Former NSA agent shares insights for simplifying health data security
The fog of war is an old expression that refers to the chaos during battles, and the inability oftentimes to understand what happened throughout combat. Tony Sager, senior vice president of the Center for Internet Security, referred to the data security realm today as the fog of more.
“The challenge today is where the fog comes in: There are too many security resources and organizations are left sorting out these ‘magic beans’ and marketplace claims and conflicting consulting opinions,” Sager explained. “For most defenders, it is just overwhelming. Where do I begin, what do I convince the boss we need to pay attention to? If you think of this as a fog problem, then everything comes down to priority. Defenders have limited budgets, limited time and limited attention from the boss, so everything you do in defense needs prioritization. What is the problem I am really trying to solve?”
So how can healthcare organizations simplify the challenge of data security today? Sager has some suggestions for finding one’s way out of the fog.
Learn more at the Privacy & Security Forum in Boston, Dec. 5-7, 2016.
“There is a phrase I use, the defender’s dilemma, which involves three parts,” he said. “First, figure out what to do in this noisy environment; second, actually do it, which means get a budget, convince your boss, scour the marketplace and buy things; and third, explain what you have done to other parties over and over again, to regulators, auditors, supply chain partners and so on.”

########################################

* TO DO
a) In the health data security article, what phrase does Sager use for the three-part challenge that defenders face?
b) Rewrite the health data security article starting at "Former NSA agent" and ending at "fog of more.", changing "Center for Internet Security" to "CIS".

* DATASET
########################################

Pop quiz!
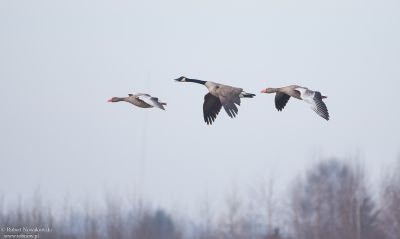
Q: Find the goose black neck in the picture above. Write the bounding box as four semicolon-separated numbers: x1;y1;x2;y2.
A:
186;78;206;85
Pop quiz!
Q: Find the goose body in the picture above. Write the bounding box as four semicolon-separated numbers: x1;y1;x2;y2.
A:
108;93;167;110
261;85;329;120
175;76;255;125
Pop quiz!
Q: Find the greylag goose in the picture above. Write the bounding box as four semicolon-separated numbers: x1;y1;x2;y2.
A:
175;76;255;125
261;85;329;120
108;93;167;110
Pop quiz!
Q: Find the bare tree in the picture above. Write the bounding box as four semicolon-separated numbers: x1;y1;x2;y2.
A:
381;158;400;239
291;160;382;239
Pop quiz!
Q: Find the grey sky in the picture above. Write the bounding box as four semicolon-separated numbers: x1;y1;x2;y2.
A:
0;0;400;213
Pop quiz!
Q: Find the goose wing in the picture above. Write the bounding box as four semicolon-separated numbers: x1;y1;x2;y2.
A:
203;93;222;125
218;85;243;118
299;89;329;120
275;92;290;111
136;94;165;110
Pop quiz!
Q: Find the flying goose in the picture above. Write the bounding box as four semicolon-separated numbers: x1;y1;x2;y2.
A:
175;76;255;125
108;93;167;110
261;85;329;120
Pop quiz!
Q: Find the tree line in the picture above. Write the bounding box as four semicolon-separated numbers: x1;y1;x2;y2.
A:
0;159;400;239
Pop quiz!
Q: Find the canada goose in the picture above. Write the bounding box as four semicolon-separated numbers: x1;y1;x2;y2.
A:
108;93;167;110
175;76;255;125
261;85;329;120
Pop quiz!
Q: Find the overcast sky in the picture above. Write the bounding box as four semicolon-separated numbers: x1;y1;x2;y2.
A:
0;0;400;213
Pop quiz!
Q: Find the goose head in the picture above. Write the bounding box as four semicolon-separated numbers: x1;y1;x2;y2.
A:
175;76;187;82
107;97;124;102
260;88;274;94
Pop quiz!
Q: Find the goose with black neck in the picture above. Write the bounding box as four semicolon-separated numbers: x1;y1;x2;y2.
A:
175;76;255;125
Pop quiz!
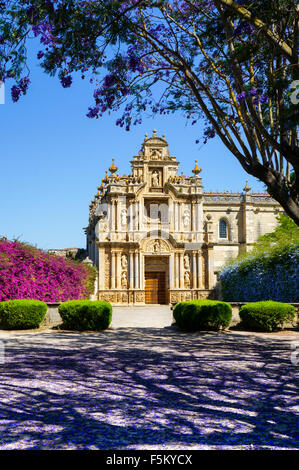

########################################

* TASK-BY-TASK OUTPUTS
a) The defender's dilemma.

b)
Former NSA agent shares insights for simplifying health data security
The fog of war is an old expression that refers to the chaos during battles, and the inability oftentimes to understand what happened throughout combat. Tony Sager, senior vice president of the CIS, referred to the data security realm today as the fog of more.